§ **Provided material**:
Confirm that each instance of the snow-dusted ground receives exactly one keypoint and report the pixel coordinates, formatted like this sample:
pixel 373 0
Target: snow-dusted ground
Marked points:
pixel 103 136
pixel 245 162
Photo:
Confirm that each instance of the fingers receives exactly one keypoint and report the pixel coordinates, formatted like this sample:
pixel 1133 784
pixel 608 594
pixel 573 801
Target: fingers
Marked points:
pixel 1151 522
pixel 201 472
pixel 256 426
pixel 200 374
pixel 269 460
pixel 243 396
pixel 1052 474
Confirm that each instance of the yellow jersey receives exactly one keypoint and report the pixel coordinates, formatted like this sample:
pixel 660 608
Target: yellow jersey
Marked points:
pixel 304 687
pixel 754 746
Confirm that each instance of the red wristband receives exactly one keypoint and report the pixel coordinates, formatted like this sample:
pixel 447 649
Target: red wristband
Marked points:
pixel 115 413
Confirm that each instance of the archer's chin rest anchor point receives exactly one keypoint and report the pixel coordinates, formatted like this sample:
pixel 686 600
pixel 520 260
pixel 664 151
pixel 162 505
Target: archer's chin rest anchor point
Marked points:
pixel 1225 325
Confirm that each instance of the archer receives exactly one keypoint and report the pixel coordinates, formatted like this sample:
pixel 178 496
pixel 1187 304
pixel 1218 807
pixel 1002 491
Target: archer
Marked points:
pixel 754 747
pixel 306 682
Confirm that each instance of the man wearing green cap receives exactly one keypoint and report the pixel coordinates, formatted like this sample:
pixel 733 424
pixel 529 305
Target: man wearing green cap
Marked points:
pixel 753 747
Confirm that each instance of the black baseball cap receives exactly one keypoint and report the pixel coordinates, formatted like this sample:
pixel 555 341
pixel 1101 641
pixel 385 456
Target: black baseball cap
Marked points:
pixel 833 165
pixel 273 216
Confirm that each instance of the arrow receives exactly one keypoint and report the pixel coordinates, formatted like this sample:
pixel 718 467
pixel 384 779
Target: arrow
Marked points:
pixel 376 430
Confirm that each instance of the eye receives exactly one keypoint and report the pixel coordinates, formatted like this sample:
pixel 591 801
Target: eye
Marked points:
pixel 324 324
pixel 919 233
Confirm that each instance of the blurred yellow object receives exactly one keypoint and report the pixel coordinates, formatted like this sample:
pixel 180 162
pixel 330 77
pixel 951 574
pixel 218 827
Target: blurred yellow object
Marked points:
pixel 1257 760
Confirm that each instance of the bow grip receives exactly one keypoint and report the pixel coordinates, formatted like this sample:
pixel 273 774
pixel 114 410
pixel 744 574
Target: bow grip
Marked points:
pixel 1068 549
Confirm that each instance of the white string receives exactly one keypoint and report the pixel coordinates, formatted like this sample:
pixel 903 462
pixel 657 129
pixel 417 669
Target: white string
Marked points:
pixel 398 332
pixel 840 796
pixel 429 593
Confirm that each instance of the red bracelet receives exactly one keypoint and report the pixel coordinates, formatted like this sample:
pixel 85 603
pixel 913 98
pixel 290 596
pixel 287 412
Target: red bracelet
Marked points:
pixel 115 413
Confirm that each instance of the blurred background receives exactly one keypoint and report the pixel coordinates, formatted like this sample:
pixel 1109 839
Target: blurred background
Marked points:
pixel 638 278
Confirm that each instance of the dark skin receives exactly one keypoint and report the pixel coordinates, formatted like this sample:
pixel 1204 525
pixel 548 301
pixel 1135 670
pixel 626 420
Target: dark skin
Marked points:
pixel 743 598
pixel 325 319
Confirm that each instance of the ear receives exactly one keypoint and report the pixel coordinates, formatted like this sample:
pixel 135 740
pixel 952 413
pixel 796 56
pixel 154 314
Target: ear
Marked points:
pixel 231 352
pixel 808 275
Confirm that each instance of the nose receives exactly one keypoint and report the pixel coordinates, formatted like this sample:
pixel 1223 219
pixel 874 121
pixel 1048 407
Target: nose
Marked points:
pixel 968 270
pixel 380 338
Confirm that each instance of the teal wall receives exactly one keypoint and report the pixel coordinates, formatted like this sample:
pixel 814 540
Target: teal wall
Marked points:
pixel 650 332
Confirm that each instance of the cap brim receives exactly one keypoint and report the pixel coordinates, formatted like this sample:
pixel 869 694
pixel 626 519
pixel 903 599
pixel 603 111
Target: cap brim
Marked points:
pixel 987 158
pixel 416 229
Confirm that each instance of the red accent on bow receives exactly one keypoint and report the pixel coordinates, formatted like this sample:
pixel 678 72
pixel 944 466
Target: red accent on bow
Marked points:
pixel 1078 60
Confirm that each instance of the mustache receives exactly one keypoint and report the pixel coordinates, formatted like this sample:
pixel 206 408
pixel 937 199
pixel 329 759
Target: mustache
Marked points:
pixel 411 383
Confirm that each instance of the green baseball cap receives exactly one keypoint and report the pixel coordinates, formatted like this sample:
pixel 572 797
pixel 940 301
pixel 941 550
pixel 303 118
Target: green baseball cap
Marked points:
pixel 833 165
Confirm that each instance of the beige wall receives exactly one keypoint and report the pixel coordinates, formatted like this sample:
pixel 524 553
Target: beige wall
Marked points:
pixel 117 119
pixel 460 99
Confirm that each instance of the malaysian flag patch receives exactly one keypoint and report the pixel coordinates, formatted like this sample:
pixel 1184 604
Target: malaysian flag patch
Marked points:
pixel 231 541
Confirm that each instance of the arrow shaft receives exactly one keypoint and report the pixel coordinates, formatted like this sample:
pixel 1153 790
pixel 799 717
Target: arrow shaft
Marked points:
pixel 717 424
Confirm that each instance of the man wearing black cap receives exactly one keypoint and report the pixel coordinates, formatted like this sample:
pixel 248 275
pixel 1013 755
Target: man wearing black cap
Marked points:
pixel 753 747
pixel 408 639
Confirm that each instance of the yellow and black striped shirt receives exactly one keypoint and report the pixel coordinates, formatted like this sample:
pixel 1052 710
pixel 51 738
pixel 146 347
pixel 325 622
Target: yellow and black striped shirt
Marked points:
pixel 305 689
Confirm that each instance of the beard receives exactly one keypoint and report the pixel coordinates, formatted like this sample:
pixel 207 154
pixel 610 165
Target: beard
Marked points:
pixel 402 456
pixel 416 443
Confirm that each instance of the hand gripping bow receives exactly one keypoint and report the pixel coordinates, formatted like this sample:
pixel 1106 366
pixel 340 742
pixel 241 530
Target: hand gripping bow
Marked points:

§ **What to produce**: Which of the lines in the data hold the string "object"? Report each of them by copying it.

§ **Solution to the problem**:
Confirm that each instance of the blurred yellow object receives exactly one keypoint and report the pixel coordinates, formatted like this sample:
Target: blurred yellow object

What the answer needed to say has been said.